TASK
Resume the list of personal facts below, writing new entries that follow its last one.

When I write I like to use ellipses … and semi-colons ; because the thoughts in my mind don’t usually have periods.

I’ve been collecting stones since I was about 4 years young; way before I knew the energetic properties of crystals and stones. Does this make me a trailblazer? *chuckles*

I love frogs; there’s no reason I just do, always have. Perhaps there’s something about their eyes…

When I finally own a nice piece of land, I will rescue animals, yeppers I love them so…

I still use an iphone 4S…because it still works and does everything I need it to do.

I don’t go to the doctor unless I have an infection that I can’t get rid of myself (sinus); I create herbal remedies for anything that ails me because…I CAN!

I’m an ambivert but mostly and introvert who needs lots of solitude or I go freaking madddddd… I can also identify with characteristics of an HSP, Empath, INFJ, INFP, Indigo, Claircognizant, Clairsentient, Life Path 8, Leo Sun, Leo Moon, Scorpio Ascendant blah blah blah, but I can be anything on any given day. I solely determine who I want to be each New Day because…I CAN!

It is my opinion that true Hip Hop is DEAD! No I don’t care to provide an explanation; just listen for yourself…

I wish Chris Brown wasn’t C-Breezy and Tey Songz wasn’t Trigga (sigh)

Records from a collection
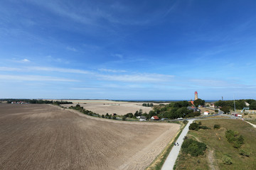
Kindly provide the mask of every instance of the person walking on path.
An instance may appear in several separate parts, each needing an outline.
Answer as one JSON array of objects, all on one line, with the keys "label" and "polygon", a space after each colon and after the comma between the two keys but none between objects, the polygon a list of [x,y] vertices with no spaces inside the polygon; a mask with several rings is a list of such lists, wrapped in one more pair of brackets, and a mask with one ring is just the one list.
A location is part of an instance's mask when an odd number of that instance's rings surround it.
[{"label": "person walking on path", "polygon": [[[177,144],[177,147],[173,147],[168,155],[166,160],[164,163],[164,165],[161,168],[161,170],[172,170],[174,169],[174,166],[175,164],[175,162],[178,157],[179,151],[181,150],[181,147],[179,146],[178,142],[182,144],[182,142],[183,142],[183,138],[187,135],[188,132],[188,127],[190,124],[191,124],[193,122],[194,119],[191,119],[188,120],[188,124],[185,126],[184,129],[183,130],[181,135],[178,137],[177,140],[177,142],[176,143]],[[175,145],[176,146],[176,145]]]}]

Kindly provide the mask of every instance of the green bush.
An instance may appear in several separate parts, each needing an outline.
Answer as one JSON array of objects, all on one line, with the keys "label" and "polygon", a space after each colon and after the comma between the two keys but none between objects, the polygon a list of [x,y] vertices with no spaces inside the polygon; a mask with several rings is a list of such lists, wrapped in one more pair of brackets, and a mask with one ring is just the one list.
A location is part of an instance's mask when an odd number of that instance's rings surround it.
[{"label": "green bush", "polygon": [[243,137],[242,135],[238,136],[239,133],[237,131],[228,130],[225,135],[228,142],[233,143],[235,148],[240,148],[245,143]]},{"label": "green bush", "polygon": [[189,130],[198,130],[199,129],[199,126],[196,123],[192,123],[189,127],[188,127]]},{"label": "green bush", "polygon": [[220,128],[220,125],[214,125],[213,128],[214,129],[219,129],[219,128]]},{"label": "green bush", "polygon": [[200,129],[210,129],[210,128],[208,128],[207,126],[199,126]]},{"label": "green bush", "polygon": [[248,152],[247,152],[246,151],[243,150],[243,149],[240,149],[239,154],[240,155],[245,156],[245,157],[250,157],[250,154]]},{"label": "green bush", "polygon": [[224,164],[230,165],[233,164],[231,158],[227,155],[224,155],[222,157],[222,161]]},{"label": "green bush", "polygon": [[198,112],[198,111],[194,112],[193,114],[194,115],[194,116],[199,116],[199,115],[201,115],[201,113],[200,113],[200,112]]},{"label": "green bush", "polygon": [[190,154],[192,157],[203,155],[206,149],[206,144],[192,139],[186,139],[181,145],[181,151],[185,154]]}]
==
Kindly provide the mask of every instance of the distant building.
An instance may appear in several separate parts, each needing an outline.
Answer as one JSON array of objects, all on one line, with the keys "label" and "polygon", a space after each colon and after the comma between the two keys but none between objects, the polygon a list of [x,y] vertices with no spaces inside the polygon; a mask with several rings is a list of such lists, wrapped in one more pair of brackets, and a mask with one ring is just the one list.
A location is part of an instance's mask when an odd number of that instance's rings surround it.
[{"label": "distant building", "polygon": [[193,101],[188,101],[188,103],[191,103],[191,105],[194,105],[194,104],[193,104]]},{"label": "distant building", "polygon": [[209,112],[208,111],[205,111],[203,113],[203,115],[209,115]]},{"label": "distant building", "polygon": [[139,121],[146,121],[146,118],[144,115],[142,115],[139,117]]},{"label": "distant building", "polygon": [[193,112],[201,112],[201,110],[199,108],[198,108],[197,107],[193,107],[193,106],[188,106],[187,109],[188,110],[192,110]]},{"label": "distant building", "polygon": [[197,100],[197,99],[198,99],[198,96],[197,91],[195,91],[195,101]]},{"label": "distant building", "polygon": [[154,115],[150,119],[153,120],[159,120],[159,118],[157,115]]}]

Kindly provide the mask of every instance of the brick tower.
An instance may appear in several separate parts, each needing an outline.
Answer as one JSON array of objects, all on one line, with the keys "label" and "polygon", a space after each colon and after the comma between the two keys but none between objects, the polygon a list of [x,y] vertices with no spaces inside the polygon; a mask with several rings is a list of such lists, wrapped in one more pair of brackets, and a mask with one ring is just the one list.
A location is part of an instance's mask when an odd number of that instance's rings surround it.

REPLY
I hope people will learn to accept differences of others instead of hating…some day

I enjoy the show Bones and my favorite character is Hodgins; maybe because we both have curly hair? *chuckles* Nah, I love who his character is and how he loves Angie. I also love how Bones and Booth have always loved one another.

Two years at the same job and never pooped there once! *chuckles* my bladder and bowels, we have an understanding about public facilities.

I think I’m just about ready to buy a tiny house and go off the grid; well mostly…

Facebook irks me but I love Pinterest and Tumblr; my peeps are there J

Well there you have it folks; almost every quirky thing about me (I’m sure there are a few more).

To the ones I’ve met and shared moments with, I appreciate what you’ve added to my life.  I’m sending wishes for great love and peace as you continue during this lifetime and each one thereafter.

To the ones I will meet and make great strides with, thank you in advance; I appreciate all that you and all that you do.